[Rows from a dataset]
-------

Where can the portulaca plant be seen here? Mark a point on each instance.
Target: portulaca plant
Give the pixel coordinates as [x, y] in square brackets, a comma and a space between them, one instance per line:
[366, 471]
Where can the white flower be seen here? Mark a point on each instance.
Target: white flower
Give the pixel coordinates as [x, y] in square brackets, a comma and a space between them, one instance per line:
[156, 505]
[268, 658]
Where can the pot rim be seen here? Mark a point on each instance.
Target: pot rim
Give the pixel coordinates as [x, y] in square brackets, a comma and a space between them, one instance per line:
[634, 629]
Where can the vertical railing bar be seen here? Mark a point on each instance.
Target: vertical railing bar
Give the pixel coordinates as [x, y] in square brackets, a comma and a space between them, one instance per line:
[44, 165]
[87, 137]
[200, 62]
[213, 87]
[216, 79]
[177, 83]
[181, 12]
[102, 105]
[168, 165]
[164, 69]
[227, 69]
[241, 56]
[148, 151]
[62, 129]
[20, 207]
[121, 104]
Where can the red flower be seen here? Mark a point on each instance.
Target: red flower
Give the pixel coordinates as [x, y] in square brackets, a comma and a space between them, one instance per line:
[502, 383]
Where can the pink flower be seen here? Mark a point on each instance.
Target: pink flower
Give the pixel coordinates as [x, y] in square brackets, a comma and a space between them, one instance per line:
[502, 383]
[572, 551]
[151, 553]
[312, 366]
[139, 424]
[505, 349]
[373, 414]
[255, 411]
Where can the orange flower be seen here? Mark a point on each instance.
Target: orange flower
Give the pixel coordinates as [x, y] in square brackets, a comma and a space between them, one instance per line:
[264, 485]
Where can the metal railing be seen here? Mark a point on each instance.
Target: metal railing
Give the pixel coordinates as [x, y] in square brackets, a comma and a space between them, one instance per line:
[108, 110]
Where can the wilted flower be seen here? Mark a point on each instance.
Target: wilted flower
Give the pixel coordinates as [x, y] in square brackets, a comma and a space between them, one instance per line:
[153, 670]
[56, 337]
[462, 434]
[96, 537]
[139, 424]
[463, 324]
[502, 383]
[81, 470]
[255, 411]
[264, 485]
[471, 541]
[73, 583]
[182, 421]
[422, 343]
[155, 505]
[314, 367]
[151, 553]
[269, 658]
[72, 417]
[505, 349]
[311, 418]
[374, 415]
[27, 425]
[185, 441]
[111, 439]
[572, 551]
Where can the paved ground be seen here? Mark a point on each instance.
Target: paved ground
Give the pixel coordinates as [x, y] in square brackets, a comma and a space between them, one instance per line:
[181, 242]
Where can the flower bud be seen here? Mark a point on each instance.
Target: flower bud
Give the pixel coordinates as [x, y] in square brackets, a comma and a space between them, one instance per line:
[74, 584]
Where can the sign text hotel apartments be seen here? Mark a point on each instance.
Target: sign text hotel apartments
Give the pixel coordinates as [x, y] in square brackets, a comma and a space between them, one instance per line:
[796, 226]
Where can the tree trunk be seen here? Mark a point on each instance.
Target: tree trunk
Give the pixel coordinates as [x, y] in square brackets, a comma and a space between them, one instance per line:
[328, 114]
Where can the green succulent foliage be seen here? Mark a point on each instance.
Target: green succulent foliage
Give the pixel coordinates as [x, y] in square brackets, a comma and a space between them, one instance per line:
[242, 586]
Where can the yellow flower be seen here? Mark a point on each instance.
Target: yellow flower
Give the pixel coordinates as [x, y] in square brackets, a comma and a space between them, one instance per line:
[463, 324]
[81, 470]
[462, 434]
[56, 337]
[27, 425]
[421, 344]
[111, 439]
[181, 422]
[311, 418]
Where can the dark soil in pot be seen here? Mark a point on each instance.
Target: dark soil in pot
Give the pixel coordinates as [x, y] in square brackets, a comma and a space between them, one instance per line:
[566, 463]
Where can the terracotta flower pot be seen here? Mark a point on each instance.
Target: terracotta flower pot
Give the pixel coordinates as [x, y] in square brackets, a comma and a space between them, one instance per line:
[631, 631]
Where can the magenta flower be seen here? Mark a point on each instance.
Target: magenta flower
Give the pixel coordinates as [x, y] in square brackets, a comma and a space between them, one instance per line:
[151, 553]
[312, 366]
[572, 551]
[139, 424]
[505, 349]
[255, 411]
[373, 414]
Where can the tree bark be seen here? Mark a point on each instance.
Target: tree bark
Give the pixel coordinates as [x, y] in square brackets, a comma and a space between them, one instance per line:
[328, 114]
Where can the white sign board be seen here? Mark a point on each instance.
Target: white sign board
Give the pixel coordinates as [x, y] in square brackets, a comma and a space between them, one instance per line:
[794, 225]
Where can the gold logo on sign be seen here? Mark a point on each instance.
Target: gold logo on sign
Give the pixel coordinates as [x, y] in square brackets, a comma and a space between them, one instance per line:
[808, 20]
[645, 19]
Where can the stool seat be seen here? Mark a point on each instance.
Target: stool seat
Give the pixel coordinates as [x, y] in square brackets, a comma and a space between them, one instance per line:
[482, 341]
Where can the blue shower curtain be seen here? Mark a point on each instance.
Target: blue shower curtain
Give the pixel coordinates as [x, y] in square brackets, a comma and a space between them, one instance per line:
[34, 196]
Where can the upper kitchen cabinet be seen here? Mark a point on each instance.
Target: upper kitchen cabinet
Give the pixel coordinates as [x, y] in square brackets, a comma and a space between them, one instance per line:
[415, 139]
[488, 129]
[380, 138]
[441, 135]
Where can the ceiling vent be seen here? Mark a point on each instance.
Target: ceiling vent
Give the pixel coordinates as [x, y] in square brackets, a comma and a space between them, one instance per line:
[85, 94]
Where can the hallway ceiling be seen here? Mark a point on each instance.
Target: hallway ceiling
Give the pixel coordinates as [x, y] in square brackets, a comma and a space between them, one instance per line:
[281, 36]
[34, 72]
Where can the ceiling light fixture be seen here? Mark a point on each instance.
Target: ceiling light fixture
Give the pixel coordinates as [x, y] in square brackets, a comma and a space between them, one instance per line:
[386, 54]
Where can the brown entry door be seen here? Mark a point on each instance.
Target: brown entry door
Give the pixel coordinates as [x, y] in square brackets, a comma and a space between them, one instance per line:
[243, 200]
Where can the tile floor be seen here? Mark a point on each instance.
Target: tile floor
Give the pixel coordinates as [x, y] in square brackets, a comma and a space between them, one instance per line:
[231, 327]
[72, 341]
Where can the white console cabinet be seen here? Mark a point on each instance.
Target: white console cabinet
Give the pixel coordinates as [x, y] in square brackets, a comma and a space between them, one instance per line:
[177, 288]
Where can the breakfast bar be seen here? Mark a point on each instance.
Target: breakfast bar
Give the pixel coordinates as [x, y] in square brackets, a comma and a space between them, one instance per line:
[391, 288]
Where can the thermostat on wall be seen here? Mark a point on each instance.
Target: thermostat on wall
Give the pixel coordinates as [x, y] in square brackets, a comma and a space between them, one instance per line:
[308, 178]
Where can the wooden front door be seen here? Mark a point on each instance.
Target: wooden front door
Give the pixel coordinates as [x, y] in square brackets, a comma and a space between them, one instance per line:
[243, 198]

-------

Write out the records above again, swapping every "Mark a point on each instance" for "Place a point on every instance" and leaving everything else as it is.

Where can the portulaca plant be seen here? Place a point on every instance.
Target: portulaca plant
Give the pixel coordinates as [x, y] in square brackets, a comma and a space between them, one instance per line:
[366, 471]
Where can the white flower be seen here? Place a point on every instance.
Target: white flower
Give the pixel coordinates as [x, y] in square brackets, a comma and a space between them, one instance per line:
[156, 505]
[268, 658]
Where can the pot rim be seen here? Place a point on every instance.
Target: pot rim
Give the pixel coordinates as [x, y] in square brackets, a comma and a space between them, one instance per line:
[634, 629]
Where can the vertical railing bar be seen here? Place a point on every instance.
Target: vertical railing bar
Give the pixel coordinates as [x, y] in square brackets, a comma and a space between them, one instance per line:
[44, 165]
[87, 137]
[200, 62]
[213, 87]
[216, 79]
[177, 83]
[181, 12]
[102, 105]
[168, 165]
[164, 69]
[227, 69]
[241, 56]
[148, 151]
[62, 129]
[20, 207]
[121, 104]
Where can the red flower be seen here? Place a point on every instance.
Target: red flower
Give the pixel coordinates as [x, y] in square brackets, a comma and a space between them, one instance per line:
[502, 383]
Where can the pink flower be seen here? Place a point on every instance.
Target: pink flower
Give the pixel coordinates as [x, y] in square brackets, a comma and a space between them, one instance per line:
[502, 383]
[572, 551]
[151, 553]
[312, 366]
[139, 424]
[505, 349]
[373, 414]
[255, 411]
Where can the orange flower be seen here? Place a point on every instance.
Target: orange flower
Give the pixel coordinates as [x, y] in square brackets, a comma and a space between them, one instance per line:
[264, 485]
Where can the metal railing be seen here? Place a point on every instance.
Target: metal railing
Give the pixel coordinates as [x, y] in square brackets, a comma and a space between them, one instance per line:
[108, 110]
Where can the wilted flower be seen here? Place a point on every instance.
Target: wilted flower
Give the pixel coordinates as [x, y] in square brackets, a comma and a space between them, one instance per line:
[153, 670]
[56, 337]
[462, 434]
[96, 537]
[139, 424]
[463, 324]
[502, 383]
[81, 470]
[255, 411]
[264, 485]
[471, 541]
[73, 583]
[182, 421]
[422, 343]
[155, 505]
[314, 367]
[151, 553]
[269, 658]
[72, 417]
[505, 349]
[311, 418]
[374, 415]
[27, 425]
[185, 441]
[111, 439]
[572, 551]
Where can the paved ground be seen here? Place a point on every instance.
Target: paved ground
Give the pixel coordinates as [x, y] in square brackets, a comma and a space between them, one instance per line:
[181, 242]
Where can the flower bud be seen here? Place a point on every instance.
Target: flower bud
Give the pixel coordinates as [x, y] in square brackets, a comma and a space between them, one instance per line:
[74, 584]
Where can the sign text hotel apartments be seen here? Place a point on every instance.
Target: sign text hotel apartments
Give the pixel coordinates as [x, y] in square brackets, a comma and a space between them, one instance per line:
[796, 226]
Where can the tree trunk be seen here? Place a point on every instance.
Target: tree trunk
Give the pixel coordinates as [x, y] in square brackets, a comma and a space between them, one instance per line:
[328, 114]
Where can the green succulent foliage be seen here? Place a point on every instance.
Target: green succulent foliage
Give the pixel coordinates as [x, y] in square brackets, a comma and a space between them, one instance per line:
[242, 586]
Where can the yellow flower be seen here? Place a point on every instance.
Target: yellow flower
Give the pixel coordinates as [x, y] in square brackets, a comma and a space between them, one instance per line:
[463, 324]
[81, 470]
[462, 434]
[56, 337]
[27, 425]
[421, 344]
[111, 439]
[181, 422]
[311, 418]
Where can the dark soil in pot be seen here? Place a point on every instance.
Target: dark soil in pot
Give the pixel coordinates as [x, y] in square brackets, a comma and a space between them, one instance per line:
[566, 463]
Where can the terracotta flower pot be seen here? Place a point on every instance.
Target: terracotta flower pot
Give the pixel coordinates as [x, y] in square brackets, a comma and a space between them, one instance per line:
[631, 631]
Where can the magenta flower be seen here? Place a point on every instance.
Target: magenta flower
Give the pixel coordinates as [x, y] in square brackets, a comma and a space between them, one instance per line:
[151, 553]
[312, 366]
[572, 551]
[139, 424]
[505, 349]
[255, 411]
[373, 414]
Where can the tree bark be seen here? Place a point on every instance.
Target: tree bark
Give the pixel coordinates as [x, y] in square brackets, a comma and a space between them, one instance per line:
[328, 114]
Where can the white sign board be seen here? Place a point on every instance.
Target: white sign board
Give the pixel coordinates as [x, y] in square brackets, a comma and a space between them, one instance per line:
[794, 225]
Where can the gold logo on sign be seen here? Place a point on every instance.
Target: gold logo on sign
Give the pixel coordinates as [x, y] in square brackets, a comma and a space between them, one instance per line:
[808, 20]
[645, 19]
Where can the stool seat be seen here? Place a point on every instance.
Target: stool seat
Give the pixel coordinates as [x, y] in square brackets, a comma and a space between them, one instance per line:
[482, 341]
Where can the blue shower curtain be seen here? Place a point on every instance.
Target: blue shower curtain
Give the pixel coordinates as [x, y] in square brackets, a comma and a space between them, one instance per line:
[34, 196]
Where can the upper kitchen cabinet be seen here? Place a point on every instance.
Target: upper kitchen cabinet
Give the pixel coordinates as [x, y] in square brackets, a comma and a space between them, one instance per line:
[415, 139]
[488, 129]
[380, 138]
[441, 135]
Where can the ceiling vent be seen here? Place a point on every instance.
Target: ceiling vent
Give the pixel coordinates as [x, y] in square brackets, a comma and a space between them, one instance per line:
[85, 94]
Where can the hallway ceiling be seen here? Place a point on every instance.
Target: hallway ceiling
Give the pixel coordinates as [x, y] in square brackets, a comma and a space between them, one instance per line:
[281, 36]
[34, 72]
Where can the ceiling light fixture be seen here? Place a point on every instance.
Target: ceiling light fixture
Give the pixel coordinates as [x, y] in square brackets, a comma and a space between them, one instance per line:
[386, 54]
Where can the brown entry door be seen here? Place a point on every instance.
Target: brown entry door
Give the pixel coordinates as [x, y] in square brackets, a comma and a space between them, one instance per line:
[243, 200]
Where can the tile floor be seen here? Place a point on every instance.
Target: tile floor
Give the pixel coordinates as [x, y] in square brackets, a comma and a space between them, one instance per line:
[231, 327]
[72, 341]
Where can the white console cabinet be seen here? Place a point on every instance.
Target: white console cabinet
Give the pixel coordinates as [x, y] in square brackets, a comma and a space between them, one instance per line:
[177, 288]
Where can the breakfast bar be seen here? Place a point on every instance.
Target: breakfast bar
Give the pixel coordinates as [x, y] in square brackets, a comma and a space between them, one instance per line:
[391, 288]
Where can the thermostat on wall be seen here? Place a point on every instance.
Target: thermostat on wall
Give the pixel coordinates as [x, y] in square brackets, a comma and a space between them, one instance per line:
[308, 178]
Where can the wooden front door be seen here? Place a point on every instance.
Target: wooden front door
Give the pixel coordinates as [x, y] in square brackets, a comma and a space between them, one instance per line:
[243, 198]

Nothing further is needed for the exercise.